• _Aim_
Return the lines starting at the first one and ending at the line that contains "[269, 277, 293, 293]", with "tight rectangular box" replaced by "snug bounding box" and everything else left unchanged. Give only those lines.

• _Rows_
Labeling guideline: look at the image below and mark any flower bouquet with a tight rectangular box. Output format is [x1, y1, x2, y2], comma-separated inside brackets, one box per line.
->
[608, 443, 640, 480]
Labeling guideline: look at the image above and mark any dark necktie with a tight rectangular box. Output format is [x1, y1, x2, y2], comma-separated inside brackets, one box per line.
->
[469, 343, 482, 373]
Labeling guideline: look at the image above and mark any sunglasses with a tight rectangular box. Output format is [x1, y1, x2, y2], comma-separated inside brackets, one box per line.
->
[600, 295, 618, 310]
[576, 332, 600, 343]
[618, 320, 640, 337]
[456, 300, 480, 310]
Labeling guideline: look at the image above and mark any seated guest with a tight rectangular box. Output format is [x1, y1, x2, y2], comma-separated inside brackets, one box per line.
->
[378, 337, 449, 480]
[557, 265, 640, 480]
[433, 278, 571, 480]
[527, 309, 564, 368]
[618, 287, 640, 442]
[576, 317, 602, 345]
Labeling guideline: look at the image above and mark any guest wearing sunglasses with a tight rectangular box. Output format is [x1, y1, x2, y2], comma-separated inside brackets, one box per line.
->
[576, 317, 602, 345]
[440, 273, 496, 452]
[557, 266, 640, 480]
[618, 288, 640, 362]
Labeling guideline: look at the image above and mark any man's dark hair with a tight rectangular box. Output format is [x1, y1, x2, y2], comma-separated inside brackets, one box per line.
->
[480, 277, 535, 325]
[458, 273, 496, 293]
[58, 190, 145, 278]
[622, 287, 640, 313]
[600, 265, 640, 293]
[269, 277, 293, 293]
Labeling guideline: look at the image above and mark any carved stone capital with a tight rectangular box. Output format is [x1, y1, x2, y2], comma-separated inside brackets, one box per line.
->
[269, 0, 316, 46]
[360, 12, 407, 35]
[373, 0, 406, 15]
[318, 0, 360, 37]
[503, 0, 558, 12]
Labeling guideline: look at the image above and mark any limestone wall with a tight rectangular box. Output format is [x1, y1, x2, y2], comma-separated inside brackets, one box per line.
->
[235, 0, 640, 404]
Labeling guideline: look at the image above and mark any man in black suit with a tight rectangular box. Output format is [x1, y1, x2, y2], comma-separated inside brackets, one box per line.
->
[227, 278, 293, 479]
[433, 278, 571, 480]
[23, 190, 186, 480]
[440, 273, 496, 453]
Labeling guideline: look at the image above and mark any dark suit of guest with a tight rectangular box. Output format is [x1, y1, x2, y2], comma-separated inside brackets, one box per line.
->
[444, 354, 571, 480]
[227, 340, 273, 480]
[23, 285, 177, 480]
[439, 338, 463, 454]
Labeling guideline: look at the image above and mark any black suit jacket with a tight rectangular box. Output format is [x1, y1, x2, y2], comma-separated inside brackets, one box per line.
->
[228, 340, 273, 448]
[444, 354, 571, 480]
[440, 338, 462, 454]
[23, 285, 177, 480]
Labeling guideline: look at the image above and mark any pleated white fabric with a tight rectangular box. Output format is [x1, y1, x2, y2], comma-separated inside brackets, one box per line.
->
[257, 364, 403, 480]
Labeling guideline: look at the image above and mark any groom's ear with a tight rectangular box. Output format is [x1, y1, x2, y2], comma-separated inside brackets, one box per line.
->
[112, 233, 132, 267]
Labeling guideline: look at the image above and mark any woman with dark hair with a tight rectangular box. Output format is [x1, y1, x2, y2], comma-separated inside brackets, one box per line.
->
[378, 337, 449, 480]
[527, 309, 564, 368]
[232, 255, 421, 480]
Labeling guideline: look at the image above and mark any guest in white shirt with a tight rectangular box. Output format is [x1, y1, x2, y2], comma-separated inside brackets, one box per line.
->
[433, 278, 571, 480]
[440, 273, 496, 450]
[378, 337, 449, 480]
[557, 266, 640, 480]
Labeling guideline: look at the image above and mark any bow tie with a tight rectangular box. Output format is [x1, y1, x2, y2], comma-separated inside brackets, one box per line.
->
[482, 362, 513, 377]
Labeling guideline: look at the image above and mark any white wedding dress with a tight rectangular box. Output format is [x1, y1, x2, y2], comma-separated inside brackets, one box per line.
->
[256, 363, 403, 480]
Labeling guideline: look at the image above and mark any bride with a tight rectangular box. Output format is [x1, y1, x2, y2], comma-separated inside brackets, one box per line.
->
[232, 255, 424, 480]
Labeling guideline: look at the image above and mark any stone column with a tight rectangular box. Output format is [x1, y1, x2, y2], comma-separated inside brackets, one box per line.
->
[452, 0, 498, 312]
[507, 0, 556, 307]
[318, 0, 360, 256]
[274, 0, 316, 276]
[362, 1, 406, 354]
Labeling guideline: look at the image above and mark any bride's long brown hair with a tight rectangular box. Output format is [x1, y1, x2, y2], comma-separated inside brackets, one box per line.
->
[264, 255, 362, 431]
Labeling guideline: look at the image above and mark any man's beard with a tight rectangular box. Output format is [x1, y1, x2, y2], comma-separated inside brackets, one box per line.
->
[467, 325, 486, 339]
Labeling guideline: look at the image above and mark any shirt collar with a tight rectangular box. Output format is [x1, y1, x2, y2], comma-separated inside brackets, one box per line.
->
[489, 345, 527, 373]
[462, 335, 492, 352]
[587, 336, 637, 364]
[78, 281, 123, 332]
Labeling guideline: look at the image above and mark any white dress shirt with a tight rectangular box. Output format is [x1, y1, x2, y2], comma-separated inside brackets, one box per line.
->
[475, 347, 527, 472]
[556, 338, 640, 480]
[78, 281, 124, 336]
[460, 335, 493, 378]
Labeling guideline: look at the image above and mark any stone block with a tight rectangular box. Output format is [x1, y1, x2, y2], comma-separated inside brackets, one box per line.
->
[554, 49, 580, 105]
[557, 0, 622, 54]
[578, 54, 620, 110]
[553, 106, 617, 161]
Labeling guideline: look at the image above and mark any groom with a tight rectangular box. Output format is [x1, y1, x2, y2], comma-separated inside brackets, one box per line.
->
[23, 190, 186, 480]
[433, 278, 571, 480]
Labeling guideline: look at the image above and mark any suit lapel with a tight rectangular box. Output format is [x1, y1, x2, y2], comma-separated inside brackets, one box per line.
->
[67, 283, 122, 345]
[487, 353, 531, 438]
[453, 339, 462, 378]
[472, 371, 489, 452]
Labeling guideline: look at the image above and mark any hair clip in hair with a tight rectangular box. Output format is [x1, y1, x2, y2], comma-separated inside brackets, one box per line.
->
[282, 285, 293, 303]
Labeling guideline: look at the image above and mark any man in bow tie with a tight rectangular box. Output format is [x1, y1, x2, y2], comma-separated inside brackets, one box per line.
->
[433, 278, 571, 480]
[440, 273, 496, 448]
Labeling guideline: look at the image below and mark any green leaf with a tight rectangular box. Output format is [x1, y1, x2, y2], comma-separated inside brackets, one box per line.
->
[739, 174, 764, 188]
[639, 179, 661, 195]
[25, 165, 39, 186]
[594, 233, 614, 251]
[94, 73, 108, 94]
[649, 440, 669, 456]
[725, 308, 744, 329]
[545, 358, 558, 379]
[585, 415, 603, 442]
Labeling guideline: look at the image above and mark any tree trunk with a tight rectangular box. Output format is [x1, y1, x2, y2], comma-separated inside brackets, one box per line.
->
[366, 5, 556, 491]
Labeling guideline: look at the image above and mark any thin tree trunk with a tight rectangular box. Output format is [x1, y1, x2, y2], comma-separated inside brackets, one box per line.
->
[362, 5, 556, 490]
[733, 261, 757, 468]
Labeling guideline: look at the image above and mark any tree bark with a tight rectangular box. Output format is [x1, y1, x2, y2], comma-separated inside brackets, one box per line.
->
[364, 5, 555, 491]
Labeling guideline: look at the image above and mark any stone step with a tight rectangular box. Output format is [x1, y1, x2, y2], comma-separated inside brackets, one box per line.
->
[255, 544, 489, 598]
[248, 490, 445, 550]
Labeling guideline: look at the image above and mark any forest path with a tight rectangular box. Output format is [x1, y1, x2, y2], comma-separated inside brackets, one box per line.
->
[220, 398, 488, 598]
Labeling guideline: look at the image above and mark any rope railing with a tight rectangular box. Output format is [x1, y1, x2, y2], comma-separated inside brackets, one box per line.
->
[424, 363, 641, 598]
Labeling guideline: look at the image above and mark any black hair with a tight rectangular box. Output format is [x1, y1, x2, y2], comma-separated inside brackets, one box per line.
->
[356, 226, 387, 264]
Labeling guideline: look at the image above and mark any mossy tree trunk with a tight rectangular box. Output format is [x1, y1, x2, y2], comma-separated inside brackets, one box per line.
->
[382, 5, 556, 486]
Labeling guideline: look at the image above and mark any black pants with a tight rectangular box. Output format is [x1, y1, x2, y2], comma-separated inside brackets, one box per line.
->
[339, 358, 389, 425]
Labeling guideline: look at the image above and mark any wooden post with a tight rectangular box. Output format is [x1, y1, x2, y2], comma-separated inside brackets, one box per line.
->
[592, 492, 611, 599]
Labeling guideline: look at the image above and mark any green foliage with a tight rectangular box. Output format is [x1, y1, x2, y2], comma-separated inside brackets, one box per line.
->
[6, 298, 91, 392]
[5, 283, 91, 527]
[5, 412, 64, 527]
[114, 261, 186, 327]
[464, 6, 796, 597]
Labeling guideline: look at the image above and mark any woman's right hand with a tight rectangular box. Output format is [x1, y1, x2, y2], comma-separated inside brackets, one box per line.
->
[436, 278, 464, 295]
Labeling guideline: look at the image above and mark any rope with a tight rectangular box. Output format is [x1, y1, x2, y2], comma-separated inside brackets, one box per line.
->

• _Answer to this exercise_
Labeling guideline: look at the image below and mark any flower bouquet with a snug bounding box. Output format is [x1, y1, x2, y2], comma-separated inside brackets, one box per line.
->
[608, 443, 640, 480]
Labeling guideline: look at the image above and mark any dark necktie with a snug bounding box. Output format is [x1, y1, x2, y2], comma-separated inside brackets, one box per line.
->
[469, 343, 482, 373]
Labeling guideline: look at the image above and mark any sunglasses with a snug bounding box. Output format is [x1, y1, x2, y2], comma-separated inside brackets, one box per line.
->
[600, 295, 618, 310]
[576, 332, 600, 343]
[618, 320, 640, 337]
[456, 300, 480, 310]
Labeling guideline: look at the image above and mark any seated guest with a snug bounding box. Output format is [x1, y1, x2, y2], comma-separated inside brackets, one box per line.
->
[378, 337, 449, 480]
[557, 265, 640, 480]
[433, 278, 571, 480]
[527, 309, 564, 368]
[618, 287, 640, 442]
[576, 317, 602, 345]
Labeling guideline: look at the image above and mark any guest wearing sunglasses with a snug bounding box. Output format is [x1, y1, x2, y2], comma-separated inside brackets, one box per line.
->
[576, 317, 602, 345]
[440, 273, 496, 452]
[557, 266, 640, 480]
[618, 288, 640, 362]
Labeling guideline: look at the image above and mark any man's dark hair with a snug bounding box. Output format is [x1, y1, x2, y2], comma-separated inside brackets, one box per line.
->
[480, 277, 535, 325]
[458, 273, 496, 293]
[58, 190, 145, 278]
[622, 287, 640, 313]
[600, 265, 640, 293]
[269, 277, 293, 293]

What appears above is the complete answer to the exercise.